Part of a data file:
:::

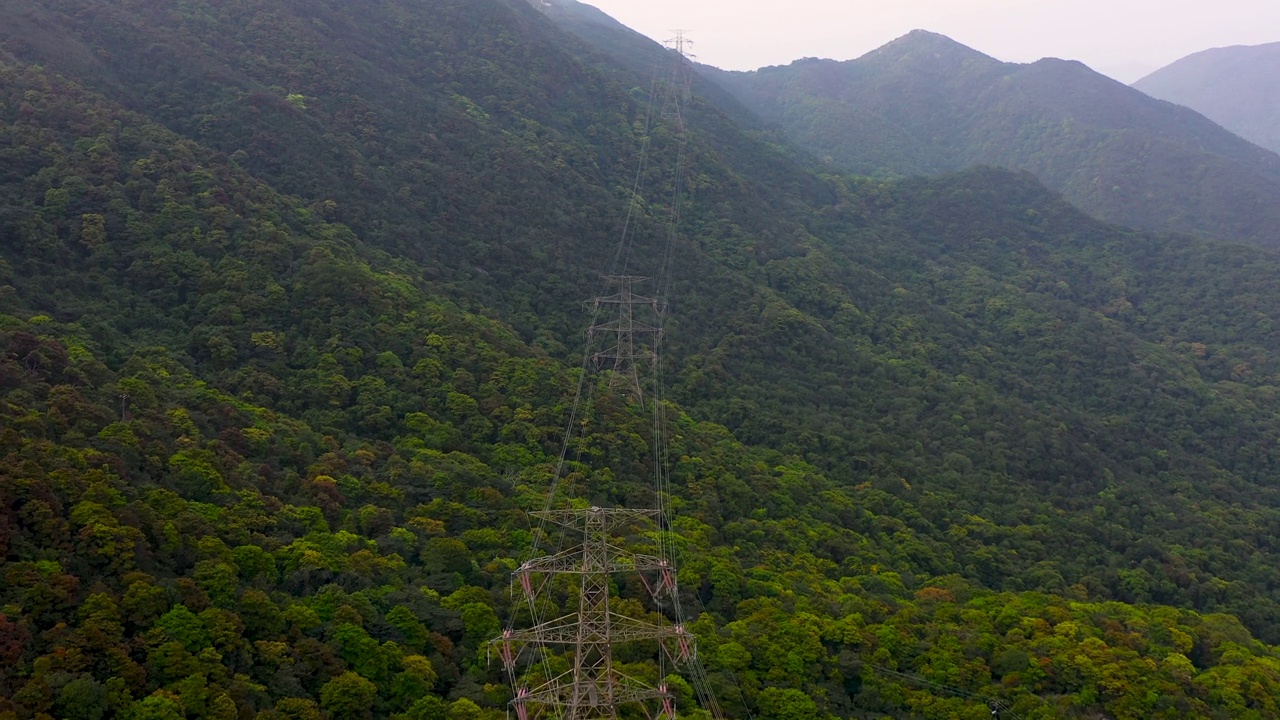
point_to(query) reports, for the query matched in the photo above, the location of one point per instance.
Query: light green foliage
(946, 428)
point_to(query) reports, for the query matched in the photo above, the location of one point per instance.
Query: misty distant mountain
(926, 104)
(1237, 87)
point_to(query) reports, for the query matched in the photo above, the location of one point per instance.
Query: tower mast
(593, 686)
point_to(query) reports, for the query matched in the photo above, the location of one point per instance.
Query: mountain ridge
(268, 454)
(1233, 86)
(908, 109)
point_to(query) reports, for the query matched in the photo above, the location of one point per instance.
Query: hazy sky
(1124, 39)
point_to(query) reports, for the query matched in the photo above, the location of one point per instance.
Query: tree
(348, 697)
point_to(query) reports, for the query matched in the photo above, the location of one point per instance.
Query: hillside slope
(926, 104)
(1235, 87)
(944, 427)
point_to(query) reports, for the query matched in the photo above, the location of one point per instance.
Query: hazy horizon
(1121, 39)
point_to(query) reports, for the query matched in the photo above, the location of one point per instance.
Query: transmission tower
(563, 668)
(621, 340)
(593, 686)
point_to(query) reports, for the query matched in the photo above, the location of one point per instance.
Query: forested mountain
(927, 104)
(288, 337)
(1235, 87)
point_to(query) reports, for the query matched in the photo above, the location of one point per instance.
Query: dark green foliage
(992, 443)
(1234, 86)
(924, 104)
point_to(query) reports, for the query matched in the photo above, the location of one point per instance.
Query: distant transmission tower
(563, 668)
(624, 337)
(593, 686)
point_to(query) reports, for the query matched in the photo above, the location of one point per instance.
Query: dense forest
(289, 326)
(1232, 86)
(926, 104)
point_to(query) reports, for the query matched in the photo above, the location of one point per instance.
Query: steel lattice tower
(593, 687)
(624, 336)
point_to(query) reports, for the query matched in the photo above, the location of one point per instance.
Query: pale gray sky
(1124, 39)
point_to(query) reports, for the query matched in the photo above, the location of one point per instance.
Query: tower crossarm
(571, 561)
(621, 689)
(576, 519)
(615, 628)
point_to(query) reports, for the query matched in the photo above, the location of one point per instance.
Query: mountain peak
(922, 44)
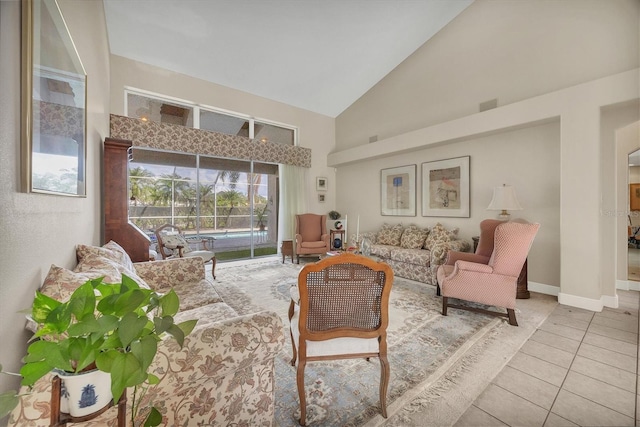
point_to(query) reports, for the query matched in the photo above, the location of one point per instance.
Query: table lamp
(504, 199)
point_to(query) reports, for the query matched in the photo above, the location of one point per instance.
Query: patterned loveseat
(224, 373)
(413, 252)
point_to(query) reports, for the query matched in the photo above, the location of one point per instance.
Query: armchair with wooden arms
(490, 281)
(173, 244)
(340, 310)
(311, 235)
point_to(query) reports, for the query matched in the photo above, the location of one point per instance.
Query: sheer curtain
(293, 199)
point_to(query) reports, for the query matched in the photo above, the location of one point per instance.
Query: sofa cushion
(105, 266)
(60, 283)
(389, 235)
(413, 237)
(411, 256)
(110, 250)
(383, 251)
(206, 314)
(438, 234)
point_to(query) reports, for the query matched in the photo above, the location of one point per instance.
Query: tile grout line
(568, 370)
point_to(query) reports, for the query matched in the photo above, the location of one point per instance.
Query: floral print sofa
(413, 252)
(224, 373)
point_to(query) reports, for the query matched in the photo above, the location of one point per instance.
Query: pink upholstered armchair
(311, 235)
(489, 280)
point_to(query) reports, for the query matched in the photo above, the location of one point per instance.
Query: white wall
(316, 131)
(528, 159)
(504, 49)
(571, 61)
(38, 230)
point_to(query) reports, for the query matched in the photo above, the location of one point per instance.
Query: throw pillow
(60, 283)
(390, 234)
(111, 250)
(437, 235)
(112, 271)
(413, 237)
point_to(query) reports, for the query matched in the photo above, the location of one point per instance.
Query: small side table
(333, 234)
(287, 249)
(522, 291)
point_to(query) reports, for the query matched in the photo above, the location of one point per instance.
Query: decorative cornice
(165, 136)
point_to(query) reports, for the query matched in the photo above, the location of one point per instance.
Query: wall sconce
(504, 199)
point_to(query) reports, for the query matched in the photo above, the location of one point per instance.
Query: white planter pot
(84, 393)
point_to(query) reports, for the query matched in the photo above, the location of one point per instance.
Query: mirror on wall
(53, 104)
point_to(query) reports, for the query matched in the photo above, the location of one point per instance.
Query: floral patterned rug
(345, 393)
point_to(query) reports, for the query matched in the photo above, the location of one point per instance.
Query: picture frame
(445, 188)
(634, 197)
(321, 183)
(398, 191)
(54, 104)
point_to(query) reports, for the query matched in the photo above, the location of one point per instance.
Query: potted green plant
(109, 328)
(261, 216)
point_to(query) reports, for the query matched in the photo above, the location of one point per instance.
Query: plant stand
(61, 419)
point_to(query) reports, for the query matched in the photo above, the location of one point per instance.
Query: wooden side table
(287, 249)
(333, 234)
(522, 291)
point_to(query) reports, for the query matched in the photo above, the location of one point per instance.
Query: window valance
(165, 136)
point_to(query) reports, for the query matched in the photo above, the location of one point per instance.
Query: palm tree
(139, 184)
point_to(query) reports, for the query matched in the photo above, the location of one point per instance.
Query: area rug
(345, 393)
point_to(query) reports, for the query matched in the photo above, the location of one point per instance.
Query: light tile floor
(579, 368)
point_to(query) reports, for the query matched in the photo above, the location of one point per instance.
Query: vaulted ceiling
(319, 55)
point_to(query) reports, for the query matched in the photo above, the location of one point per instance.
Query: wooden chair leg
(293, 344)
(384, 384)
(301, 392)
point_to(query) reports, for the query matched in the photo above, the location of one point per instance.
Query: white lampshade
(504, 199)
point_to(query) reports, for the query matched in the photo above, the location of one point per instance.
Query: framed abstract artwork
(634, 197)
(398, 191)
(321, 183)
(445, 188)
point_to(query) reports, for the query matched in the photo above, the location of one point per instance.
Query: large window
(233, 201)
(230, 202)
(154, 107)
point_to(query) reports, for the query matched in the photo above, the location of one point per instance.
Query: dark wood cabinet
(117, 226)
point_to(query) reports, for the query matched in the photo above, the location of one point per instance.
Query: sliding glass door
(232, 203)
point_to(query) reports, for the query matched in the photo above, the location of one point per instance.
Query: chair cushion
(335, 345)
(389, 235)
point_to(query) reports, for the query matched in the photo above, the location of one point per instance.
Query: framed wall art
(321, 183)
(398, 191)
(634, 197)
(54, 110)
(445, 188)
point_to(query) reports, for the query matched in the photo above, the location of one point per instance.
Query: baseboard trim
(628, 285)
(541, 288)
(581, 302)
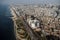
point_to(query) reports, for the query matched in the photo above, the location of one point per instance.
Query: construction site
(36, 22)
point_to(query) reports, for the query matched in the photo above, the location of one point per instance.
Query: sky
(29, 1)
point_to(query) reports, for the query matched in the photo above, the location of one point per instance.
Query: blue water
(6, 24)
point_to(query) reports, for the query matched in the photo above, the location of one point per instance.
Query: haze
(29, 1)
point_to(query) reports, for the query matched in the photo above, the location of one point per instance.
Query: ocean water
(6, 24)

:::

(OBJECTIVE) Make an exact copy of all entries above, dropping the images.

(TASK OUTPUT)
point_to(query) reports, for the query matched in the photo above, the location of one point per instance.
Query: light green foliage
(946, 428)
point_to(query) reports, for the query matched in the photo above, the location of one point per instance.
Query: misty distant mountain
(926, 104)
(1237, 87)
point_to(query) reports, for the query matched in the photo above, the location of one point per instance.
Query: tower mast
(593, 686)
point_to(query) reports, for the query matched in the photo above, the location of one point per instance.
Query: mountain ridge
(268, 454)
(1233, 86)
(908, 109)
point_to(query) reports, for the query matched in the photo above, the location of one point per instance.
Query: hazy sky
(1124, 39)
point_to(query) reports, for the query matched in the photo above, the location of one point per instance.
Query: tree
(348, 697)
point_to(query) reports, for the query matched in the photo above, the location of one point per instance.
Query: hillside slope
(926, 104)
(1235, 87)
(944, 427)
point_to(query) reports, for the query matched in the photo above, the location of one point per instance.
Query: hazy horizon
(1121, 39)
point_to(query) reports, for the query matched in the photo above, the location of one point per instance.
Query: transmission tower
(563, 668)
(621, 340)
(593, 686)
point_to(query) reports, for the query matched in the photo above, the location of one point per instance.
Query: forested mountain
(927, 104)
(288, 337)
(1235, 87)
point_to(query) reports, for the query matched in the photo above, the location of one point per instance.
Query: dark green foliage
(992, 443)
(1234, 86)
(924, 104)
point_to(query) reports, for the query matched in the photo above, the location of one point per instance.
Query: distant transmission tower
(563, 668)
(624, 337)
(593, 686)
point_to(query) reports, for the query matched in the photo above, the location of one point per instance.
Query: dense forest
(289, 326)
(1232, 86)
(926, 104)
point_to(query) reports, for the query matched in the photo above, the location of one point per instance.
Query: steel lattice tower
(593, 687)
(624, 336)
point_to(query) reports, for the query matched in the photo above, the location of one point per instance.
Query: pale gray sky
(1124, 39)
point_to(query) reports, for the query matched in the photo above, the location of one point per instance.
Query: tower crossarm
(571, 561)
(621, 689)
(576, 519)
(615, 628)
point_to(query) reports, for the query matched in the photo above, the location of one point per instance.
Query: mountain peak
(922, 44)
point_to(query) reports, for the query matched in the photo above, the location of one point per instance.
Query: table lamp
(504, 199)
point_to(query) reports, for the query matched in the photo above, the location of one point per instance.
Query: patterned loveseat
(224, 373)
(413, 252)
point_to(query) reports, for the query matched in the photo above, the location of one point per instance.
Query: armchair with wooden arms
(490, 281)
(173, 244)
(340, 310)
(311, 235)
point_to(query) reports, for the query matched in the photo above, the location of one point per instance.
Query: sheer curtain
(293, 199)
point_to(query) reports, for the query matched in the photo above, the location of one point per instance.
Query: sofa cushion
(105, 266)
(60, 283)
(389, 235)
(413, 237)
(411, 256)
(110, 250)
(383, 251)
(206, 314)
(438, 234)
point_to(query) reports, for the query matched in the photo above, the location of one point per instance.
Query: tile grout line
(568, 370)
point_to(query) reports, for the query matched in the photo above, the location of one point per instance.
Query: floral print sofa
(413, 252)
(224, 373)
point_to(query) reports, for the query matched in the photo above, the location of one point per instance.
Query: pink upholstered armchair
(311, 235)
(489, 280)
point_to(query) reports, for the query matched in the photo above, the location of one point per instance.
Query: white wall
(316, 131)
(528, 159)
(504, 49)
(571, 61)
(38, 230)
point_to(query) reports, for the query matched in the photo above, the location of one point per instance.
Query: throw pillow
(60, 283)
(390, 234)
(111, 250)
(437, 235)
(112, 271)
(413, 237)
point_to(query) reports, for the query matched in the photo above, the location of one point per instance.
Query: small side table
(333, 234)
(287, 249)
(522, 291)
point_to(query) reports, for the query matched in the photo above, the location of one point per instance.
Query: decorative cornice
(165, 136)
point_to(query) reports, for the query matched in the photo above, the location of one point per instance.
Query: wall sconce
(504, 199)
point_to(query) reports, for the query matched in the photo above, the location of one point per instance.
Query: white planter pot
(84, 393)
point_to(query) reports, for the query matched in the photo above, the location of one point per instance.
Query: mirror on wall
(53, 104)
point_to(query) reports, for the query matched in the photo above, the location of one point per instance.
Query: floral patterned rug
(345, 393)
point_to(query) reports, for the query matched in the photo above, the location of one point per instance.
Query: picture frame
(445, 188)
(634, 197)
(321, 183)
(398, 191)
(54, 104)
point_to(query) reports, for the query matched in the photo above, the location of one point per instance.
Query: potted green plant
(109, 328)
(261, 216)
point_to(query) reports, for the query matched in the photo above, the location of one point per instance.
Query: plant stand
(61, 419)
point_to(query) reports, for the query matched in the photo above, the location of one point per instance.
Query: wooden side table
(287, 249)
(333, 234)
(522, 291)
point_to(query) reports, for the query matched in the photo above, the location of one point per instance.
Query: window valance
(165, 136)
point_to(query) reports, for the query matched in the photo above, the location of one point per instance.
Query: palm tree
(139, 184)
point_to(query) reports, for the query matched in the photo above, the location of one point per instance.
Query: area rug
(345, 393)
point_to(query) reports, for the query matched in the photo above, the location of one point per instance.
Query: light tile floor
(579, 368)
point_to(query) reports, for the query matched in the photo above, the location of one point per instance.
Query: vaulted ceiling
(319, 55)
point_to(query) reports, for the query matched in the photo above, the location of one point per instance.
Query: wooden chair leg
(293, 344)
(384, 384)
(301, 392)
point_to(query) reports, for the query matched in the photo above, the location of one point per instance.
Query: white lampshade
(504, 199)
point_to(query) reports, for the query matched in the photo above, the location of one point per instance.
Query: framed abstract artwork
(634, 197)
(398, 191)
(321, 183)
(445, 188)
point_to(query) reports, for the query matched in the photo above, the location of one point per instance.
Query: large window
(233, 201)
(230, 202)
(154, 107)
point_to(query) reports, for the query matched in the photo above, the location of one point per instance.
Query: dark wood cabinet
(117, 226)
point_to(query) reports, for the query matched in the photo above, the location of one point per instance.
Query: sliding glass door
(232, 203)
point_to(query) reports, for the query matched in the photo above, the location of one point per instance.
Query: chair cushion
(335, 345)
(389, 235)
point_to(query) reports, for the query matched in the photo above, the location of one point per instance.
Query: framed wall art
(321, 183)
(398, 191)
(634, 197)
(54, 110)
(445, 188)
point_to(query) reports, for the query matched in the photo above, the location of one point per instance.
Query: baseboard trim
(628, 285)
(541, 288)
(581, 302)
point_to(query) reports, for the query matched in the photo above, the location of one point per instance.
Query: construction site
(36, 22)
point_to(query) reports, for the query matched in the photo above, the location of one point per instance.
Query: sky
(29, 1)
point_to(query) reports, for the query matched in the photo above, the location of one point per instance.
Query: blue water
(6, 24)
point_to(query) reports, for the query matched in the photo above, the location of one point per instance.
Query: haze
(29, 1)
point_to(query) reports, for the query matched in the photo above, the location of one point per instance.
Query: ocean water
(6, 24)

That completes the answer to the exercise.